**DATA SUPPLIED:**
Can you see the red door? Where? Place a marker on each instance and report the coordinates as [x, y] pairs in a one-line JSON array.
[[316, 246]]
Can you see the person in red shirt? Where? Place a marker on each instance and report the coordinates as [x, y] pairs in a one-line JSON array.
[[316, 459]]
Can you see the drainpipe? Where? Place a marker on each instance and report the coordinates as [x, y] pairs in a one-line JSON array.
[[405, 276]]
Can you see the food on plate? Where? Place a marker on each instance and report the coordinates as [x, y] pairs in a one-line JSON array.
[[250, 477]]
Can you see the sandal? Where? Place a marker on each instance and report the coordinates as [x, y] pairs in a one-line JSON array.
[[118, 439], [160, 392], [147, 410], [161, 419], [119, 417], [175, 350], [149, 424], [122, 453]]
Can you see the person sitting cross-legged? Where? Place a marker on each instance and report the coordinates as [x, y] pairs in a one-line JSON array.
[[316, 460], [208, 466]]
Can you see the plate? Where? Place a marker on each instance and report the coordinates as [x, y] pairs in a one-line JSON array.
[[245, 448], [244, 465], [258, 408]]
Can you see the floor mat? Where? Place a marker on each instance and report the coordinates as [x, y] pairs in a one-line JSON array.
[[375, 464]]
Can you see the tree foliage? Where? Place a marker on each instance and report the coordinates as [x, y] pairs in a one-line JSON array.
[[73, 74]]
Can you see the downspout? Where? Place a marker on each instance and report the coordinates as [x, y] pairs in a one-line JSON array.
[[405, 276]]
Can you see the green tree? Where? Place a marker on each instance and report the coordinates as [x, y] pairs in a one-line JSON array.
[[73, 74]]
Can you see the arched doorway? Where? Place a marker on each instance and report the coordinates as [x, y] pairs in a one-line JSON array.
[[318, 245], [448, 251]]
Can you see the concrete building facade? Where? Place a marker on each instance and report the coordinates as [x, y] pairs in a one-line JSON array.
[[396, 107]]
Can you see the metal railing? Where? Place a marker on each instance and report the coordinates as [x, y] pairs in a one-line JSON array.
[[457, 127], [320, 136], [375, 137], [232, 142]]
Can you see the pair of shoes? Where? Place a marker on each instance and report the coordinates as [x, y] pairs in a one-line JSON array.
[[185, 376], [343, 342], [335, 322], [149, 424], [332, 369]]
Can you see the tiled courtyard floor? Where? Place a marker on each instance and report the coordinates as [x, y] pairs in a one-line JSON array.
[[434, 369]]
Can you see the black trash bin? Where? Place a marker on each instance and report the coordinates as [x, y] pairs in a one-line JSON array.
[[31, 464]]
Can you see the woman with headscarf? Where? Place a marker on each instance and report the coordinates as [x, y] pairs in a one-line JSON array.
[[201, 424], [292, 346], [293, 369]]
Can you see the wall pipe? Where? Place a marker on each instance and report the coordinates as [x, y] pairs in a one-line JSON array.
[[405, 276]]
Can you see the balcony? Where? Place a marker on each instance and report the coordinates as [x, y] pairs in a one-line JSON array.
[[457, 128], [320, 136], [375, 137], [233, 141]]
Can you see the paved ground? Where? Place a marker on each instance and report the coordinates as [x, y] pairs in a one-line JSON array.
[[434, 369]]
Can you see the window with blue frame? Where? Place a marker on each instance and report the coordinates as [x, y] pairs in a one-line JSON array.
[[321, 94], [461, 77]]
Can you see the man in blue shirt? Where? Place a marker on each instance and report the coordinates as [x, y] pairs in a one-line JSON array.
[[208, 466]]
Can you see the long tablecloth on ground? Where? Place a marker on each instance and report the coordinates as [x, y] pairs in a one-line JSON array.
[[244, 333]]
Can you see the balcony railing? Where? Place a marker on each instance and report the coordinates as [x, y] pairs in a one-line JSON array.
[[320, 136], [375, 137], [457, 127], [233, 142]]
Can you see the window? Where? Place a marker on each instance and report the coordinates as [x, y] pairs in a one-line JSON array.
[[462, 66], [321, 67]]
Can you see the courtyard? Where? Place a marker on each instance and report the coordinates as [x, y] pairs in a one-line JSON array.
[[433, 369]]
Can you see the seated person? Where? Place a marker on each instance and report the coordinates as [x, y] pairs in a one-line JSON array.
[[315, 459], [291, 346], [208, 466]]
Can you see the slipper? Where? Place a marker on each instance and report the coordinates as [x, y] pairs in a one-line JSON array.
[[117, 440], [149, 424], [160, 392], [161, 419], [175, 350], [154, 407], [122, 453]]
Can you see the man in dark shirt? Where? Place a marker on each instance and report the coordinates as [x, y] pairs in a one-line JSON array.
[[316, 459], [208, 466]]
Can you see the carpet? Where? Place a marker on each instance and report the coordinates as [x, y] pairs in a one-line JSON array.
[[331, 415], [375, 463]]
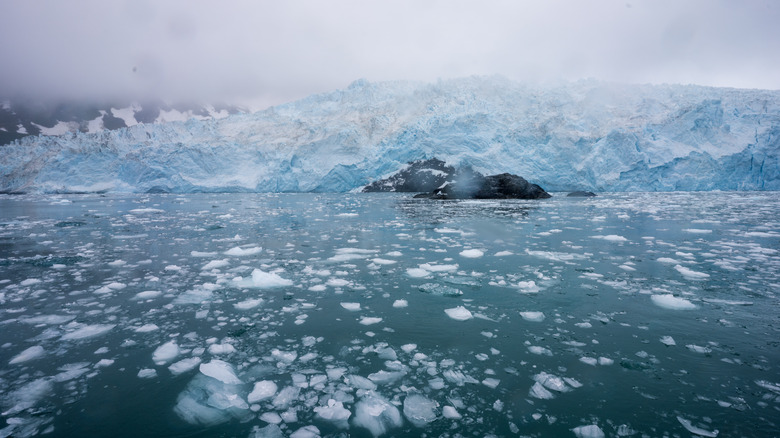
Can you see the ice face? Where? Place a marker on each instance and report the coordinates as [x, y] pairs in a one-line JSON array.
[[34, 352], [262, 390], [334, 413], [459, 313], [419, 410], [165, 353], [669, 301], [588, 135], [375, 413], [221, 371]]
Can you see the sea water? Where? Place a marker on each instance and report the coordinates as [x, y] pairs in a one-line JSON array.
[[633, 314]]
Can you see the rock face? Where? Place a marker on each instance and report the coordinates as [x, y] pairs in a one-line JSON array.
[[502, 186]]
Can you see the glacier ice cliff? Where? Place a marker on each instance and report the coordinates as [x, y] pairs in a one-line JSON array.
[[578, 136]]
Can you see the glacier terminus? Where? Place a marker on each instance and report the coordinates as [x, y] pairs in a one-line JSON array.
[[585, 135]]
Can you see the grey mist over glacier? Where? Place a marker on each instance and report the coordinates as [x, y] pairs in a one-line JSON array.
[[584, 135]]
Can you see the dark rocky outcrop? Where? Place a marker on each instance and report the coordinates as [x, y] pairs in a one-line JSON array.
[[502, 186], [440, 181], [418, 176]]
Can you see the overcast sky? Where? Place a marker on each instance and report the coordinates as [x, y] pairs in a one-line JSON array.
[[271, 52]]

**TASK OBJECTIVE:**
Reproduce all of the records above word for word and in their original order. Leave the pictures out and give only the text.

**ANSWER TO THE EXERCISE:**
Can you see the red door? Where? Place a marker on each instance and report the coordinates as [x, y] pairs in a one-line JSON array.
[[316, 246]]
Can you see the person in red shirt? Where? Place a marker on each instance and report the coordinates as [x, y] pairs in a one-line JSON array.
[[316, 459]]
Can you see the drainpipe? Where? Place a marker on each instance and report the coordinates as [x, y] pairs in a one-line JSON array.
[[405, 276]]
Can you see the food on plate? Where? Place a marker on each instance and report the coordinates as [x, y] pairs in a one-line JSON array.
[[250, 477]]
Can you see the sandal? Where? Place a marker on each instance and report the coordinates as [x, y] pairs in a one-line JSON array.
[[118, 439], [160, 392], [147, 410], [161, 419], [119, 417], [175, 350], [149, 424], [122, 453]]
Can you see the person sitting cross-legged? Where? Place a marker on each instance and report the coordinates as [x, y] pairs in a one-line JSON array.
[[316, 460], [208, 466]]
Can you see the plate? Where? Place a marker on each instance and report the coordinates as [x, y] pairs in a one-line JSON array.
[[245, 448], [244, 465], [258, 408]]
Can you see the floor mat? Where? Place a marker on each instance and report the coordinates as [x, y] pairs in a one-line JSON array.
[[375, 464]]
Can you see the tree foliage? Where? Place a marker on each instance and report the coordinates as [x, y] pairs in a one-line JSON array.
[[73, 74]]
Can you see the downspout? Where? Place a marker on each instance and report the coordinates as [x, y] pairs in a one-line JSON array.
[[405, 276]]
Can you see the green tree? Where? Place a marker on each instance and report the coordinates as [x, y] pairs in a one-line JSON array.
[[73, 74]]
Can you see the arched doorway? Where? Place a marker on each instance and report the coordinates as [x, y] pairs in a one-line JSON array.
[[318, 245], [448, 251]]
Can you see the concrete building facade? Where? Place a marker on each instance and report the coordinates as [x, y] pairs in a one-line JSON array.
[[396, 107]]
Can you see the metal railing? Where? Place a marker on each instance and report the coordinates as [x, y] pairs in a one-line JSON array.
[[457, 127], [320, 136], [375, 137], [232, 142]]
Can you see the pair of shoes? Where? Place a marker on each instance and report the coordinates as [x, y] pairs in a one-line JSON array.
[[185, 376], [343, 342], [335, 322], [149, 424], [332, 369]]
Can you see the tiled courtyard floor? Where? Place a marker on each instance and report the coordinates as [x, y] pairs in a one-line JSON array.
[[434, 369]]
Can you see the black trash bin? Where? Place a marker on each instance and report the coordinates as [x, y] pairs in a one-line JSON array.
[[31, 464]]
Can you see the woman with headscarf? Where? Place a marker on each instance and report the coordinates as [x, y] pairs in a one-line JSON array.
[[201, 424], [292, 346], [293, 369]]
Can you see the wall pipe? Where? Place a marker on each instance and report the coordinates as [x, y] pairs in a one-line JSON array.
[[405, 276]]
Can you see the balcony? Where? Place a marker on each instance and report the coordinates as [x, y] pairs in a one-line JSON array.
[[457, 128], [320, 136], [375, 137], [233, 141]]
Can you see the paved ground? Where? Place a marker on each instance and report the coordinates as [x, y] pairs in a one-line JSON array.
[[434, 369]]
Can you see the window with blue frame? Where? Place a marker on each instance and report the coordinates as [x, y] pairs in a one-line JSON array.
[[321, 94], [461, 77]]
Can you see the man in blue shirt? Where? Place a marker on each instance and report the coordinates as [x, y] pairs in a one-line JSON array.
[[208, 466]]
Can you see the long tablecloth on ground? Where? Place a marker on each instance and report the coordinates as [x, y] pairs in a one-line JSON array.
[[244, 333]]
Can you see the balcony railing? Where? Place a marker on each instance and report the coordinates as [x, y] pairs in a one-line JSON array.
[[320, 136], [375, 137], [457, 127], [233, 142]]
Can you see the window? Where? Place a marker on each instance and report the coordinates as [x, y] pairs in a one-line JSON array.
[[462, 66], [321, 67]]
Can you see the courtyard? Where? Place a marker on each instance and report the coordinates as [x, y] pairs in a one-line JSON array.
[[433, 369]]
Can you see the seated person? Where? Place a marker on each instance and report the coordinates as [x, y] pairs in a one-line JSON array.
[[315, 459], [291, 346], [208, 466]]
Can you see the slipper? Where? Place a marker on each instance and report the coordinates as [x, y] pairs in a one-line JSON array.
[[117, 440], [149, 424], [160, 392], [161, 419], [175, 350], [154, 407], [122, 453]]
Can you see the man in dark shirt? Where? Place a marker on each instance and report the coordinates as [x, y] pairs in a one-line JSON array.
[[316, 459], [208, 466]]
Can you see the carpet? Where? Place a marker on each instance and report the coordinates as [x, y] pairs in a one-line JSON array.
[[331, 415], [375, 463]]
Can you see the ice face? Where? Place a marker on each instance and report the coordinates as [x, y] pairs in a one-line JSON array.
[[34, 352], [262, 390], [334, 413], [459, 313], [419, 410], [165, 353], [669, 301], [588, 135], [375, 413], [221, 371]]
Can you see the sea water? Where? Place a marker on each instance and report the coordinates as [x, y] pairs in a one-line JSON array.
[[633, 314]]
Can you see the rock face? Where? Place a marker on each instance and report the coordinates as [x, y] pairs in a one-line JSON array.
[[502, 186]]
Can you see the glacier ice cliff? Where? Place a marker on each instance and report the coordinates as [x, y] pairs in a one-line JSON array.
[[578, 136]]
Can you see the glacier terminus? Where? Place a marker on each instance and report the coordinates as [x, y] pairs in a one-line JSON array.
[[585, 135]]
Can you see the grey mist over glacier? Where? Place a marker on each instance and report the coordinates as [x, y] pairs in a one-line JSON array.
[[584, 135]]
Can you see the dark rocky outcrop? Where? Place a marker on each instance and report the coordinates as [x, y] pairs in a one-line JSON array.
[[502, 186], [440, 181], [418, 176]]
Can you see the overcast sky? Where? Place a marker on each instance and report the coordinates as [x, y] pairs in a one-line JSON array.
[[271, 52]]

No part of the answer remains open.